Collected data:
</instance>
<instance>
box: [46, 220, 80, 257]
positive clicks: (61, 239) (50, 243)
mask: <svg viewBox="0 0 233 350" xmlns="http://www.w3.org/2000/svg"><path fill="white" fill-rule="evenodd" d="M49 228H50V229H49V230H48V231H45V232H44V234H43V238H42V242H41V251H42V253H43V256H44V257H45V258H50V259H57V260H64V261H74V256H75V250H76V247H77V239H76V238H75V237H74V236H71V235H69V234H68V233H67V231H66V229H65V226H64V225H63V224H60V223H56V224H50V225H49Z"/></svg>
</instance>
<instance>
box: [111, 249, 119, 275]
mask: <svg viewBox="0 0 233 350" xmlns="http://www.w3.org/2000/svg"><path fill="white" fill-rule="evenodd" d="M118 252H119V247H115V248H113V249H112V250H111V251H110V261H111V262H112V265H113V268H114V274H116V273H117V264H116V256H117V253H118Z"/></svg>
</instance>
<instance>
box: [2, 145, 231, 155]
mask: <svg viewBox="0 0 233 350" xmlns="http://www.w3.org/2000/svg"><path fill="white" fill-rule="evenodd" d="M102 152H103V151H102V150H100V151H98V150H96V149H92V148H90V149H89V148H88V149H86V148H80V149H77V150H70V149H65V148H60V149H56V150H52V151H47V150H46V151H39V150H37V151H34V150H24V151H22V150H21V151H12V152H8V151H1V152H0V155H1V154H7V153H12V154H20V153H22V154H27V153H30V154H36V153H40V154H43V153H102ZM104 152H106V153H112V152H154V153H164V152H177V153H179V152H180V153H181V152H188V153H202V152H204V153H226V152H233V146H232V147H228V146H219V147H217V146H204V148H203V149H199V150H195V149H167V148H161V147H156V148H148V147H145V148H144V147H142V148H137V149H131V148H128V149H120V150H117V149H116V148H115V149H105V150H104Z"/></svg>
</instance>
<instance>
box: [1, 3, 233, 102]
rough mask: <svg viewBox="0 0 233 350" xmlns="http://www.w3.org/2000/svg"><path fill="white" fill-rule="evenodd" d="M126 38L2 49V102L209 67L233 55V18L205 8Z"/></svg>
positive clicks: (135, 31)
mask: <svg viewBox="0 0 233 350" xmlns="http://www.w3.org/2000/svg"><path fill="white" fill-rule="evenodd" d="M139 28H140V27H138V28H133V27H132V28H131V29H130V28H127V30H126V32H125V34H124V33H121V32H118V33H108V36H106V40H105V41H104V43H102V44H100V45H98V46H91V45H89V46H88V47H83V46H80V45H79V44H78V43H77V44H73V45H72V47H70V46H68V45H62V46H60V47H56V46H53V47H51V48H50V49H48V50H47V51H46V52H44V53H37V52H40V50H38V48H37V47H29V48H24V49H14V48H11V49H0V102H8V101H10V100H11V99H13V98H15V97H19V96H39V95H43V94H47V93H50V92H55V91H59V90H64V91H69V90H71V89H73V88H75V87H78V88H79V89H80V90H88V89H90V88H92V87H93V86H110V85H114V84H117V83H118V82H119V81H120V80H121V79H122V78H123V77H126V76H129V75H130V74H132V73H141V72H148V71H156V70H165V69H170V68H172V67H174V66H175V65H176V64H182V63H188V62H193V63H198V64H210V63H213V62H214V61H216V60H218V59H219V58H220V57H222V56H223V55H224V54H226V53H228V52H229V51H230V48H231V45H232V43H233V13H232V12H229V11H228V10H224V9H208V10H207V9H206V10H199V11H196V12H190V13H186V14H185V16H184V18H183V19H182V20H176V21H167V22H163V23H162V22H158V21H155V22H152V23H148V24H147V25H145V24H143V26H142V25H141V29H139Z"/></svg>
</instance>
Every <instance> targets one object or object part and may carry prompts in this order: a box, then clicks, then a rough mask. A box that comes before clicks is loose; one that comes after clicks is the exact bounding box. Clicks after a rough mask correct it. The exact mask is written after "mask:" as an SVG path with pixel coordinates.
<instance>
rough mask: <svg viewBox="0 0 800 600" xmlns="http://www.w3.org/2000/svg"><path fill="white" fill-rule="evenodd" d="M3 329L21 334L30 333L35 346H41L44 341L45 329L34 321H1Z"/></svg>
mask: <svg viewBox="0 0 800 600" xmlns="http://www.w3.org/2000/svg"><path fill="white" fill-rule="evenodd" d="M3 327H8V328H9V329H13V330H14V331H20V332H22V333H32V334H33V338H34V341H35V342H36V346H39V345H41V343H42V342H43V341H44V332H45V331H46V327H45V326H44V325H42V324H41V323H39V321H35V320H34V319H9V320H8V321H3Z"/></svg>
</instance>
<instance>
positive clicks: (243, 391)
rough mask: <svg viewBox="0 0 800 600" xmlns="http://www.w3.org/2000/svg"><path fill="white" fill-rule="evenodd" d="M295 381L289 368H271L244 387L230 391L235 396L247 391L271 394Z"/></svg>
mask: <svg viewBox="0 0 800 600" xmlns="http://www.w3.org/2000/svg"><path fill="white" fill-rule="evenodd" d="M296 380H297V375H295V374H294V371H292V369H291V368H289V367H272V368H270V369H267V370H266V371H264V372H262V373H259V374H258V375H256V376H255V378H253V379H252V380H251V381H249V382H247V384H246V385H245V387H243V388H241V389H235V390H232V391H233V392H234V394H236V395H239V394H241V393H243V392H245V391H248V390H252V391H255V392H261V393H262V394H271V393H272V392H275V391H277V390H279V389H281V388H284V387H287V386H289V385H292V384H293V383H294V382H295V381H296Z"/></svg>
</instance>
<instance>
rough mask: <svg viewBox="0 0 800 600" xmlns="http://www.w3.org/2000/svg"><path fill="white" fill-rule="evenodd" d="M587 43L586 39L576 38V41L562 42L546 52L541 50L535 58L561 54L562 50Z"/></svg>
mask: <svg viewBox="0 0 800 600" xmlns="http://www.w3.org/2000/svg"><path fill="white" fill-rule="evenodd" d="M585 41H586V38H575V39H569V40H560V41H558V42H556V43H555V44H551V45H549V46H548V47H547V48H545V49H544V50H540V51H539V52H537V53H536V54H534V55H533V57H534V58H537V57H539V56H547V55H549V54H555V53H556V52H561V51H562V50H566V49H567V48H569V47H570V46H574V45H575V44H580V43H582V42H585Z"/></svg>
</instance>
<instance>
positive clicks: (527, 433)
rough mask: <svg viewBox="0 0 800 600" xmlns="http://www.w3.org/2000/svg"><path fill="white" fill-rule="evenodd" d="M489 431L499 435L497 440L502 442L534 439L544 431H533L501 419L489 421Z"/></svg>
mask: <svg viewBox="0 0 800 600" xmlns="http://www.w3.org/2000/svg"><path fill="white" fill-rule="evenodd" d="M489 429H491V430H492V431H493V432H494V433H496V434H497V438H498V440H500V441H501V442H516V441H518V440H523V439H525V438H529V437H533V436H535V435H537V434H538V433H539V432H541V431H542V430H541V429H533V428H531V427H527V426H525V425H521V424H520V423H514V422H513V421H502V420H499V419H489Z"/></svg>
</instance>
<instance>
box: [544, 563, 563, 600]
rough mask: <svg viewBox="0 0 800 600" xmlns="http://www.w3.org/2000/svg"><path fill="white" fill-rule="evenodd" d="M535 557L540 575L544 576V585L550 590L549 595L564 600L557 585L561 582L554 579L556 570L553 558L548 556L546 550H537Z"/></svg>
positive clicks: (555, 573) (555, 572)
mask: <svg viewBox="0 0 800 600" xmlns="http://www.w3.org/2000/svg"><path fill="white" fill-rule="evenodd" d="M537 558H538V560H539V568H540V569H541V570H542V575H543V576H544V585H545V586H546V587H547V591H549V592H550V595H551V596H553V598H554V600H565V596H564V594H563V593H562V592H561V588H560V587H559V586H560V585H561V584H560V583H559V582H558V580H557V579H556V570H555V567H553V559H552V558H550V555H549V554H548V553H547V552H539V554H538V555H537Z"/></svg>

* **JOB ITEM**:
Reproduce the listing as a numbered list, beginning with its first line and continuing through the line that contains "positive clicks: (61, 239) (50, 243)", both included, with blank lines omitted.

* **SOLUTION TO THE PROBLEM**:
1. </instance>
2. <instance>
3. box: [46, 220, 80, 257]
4. positive clicks: (61, 239) (50, 243)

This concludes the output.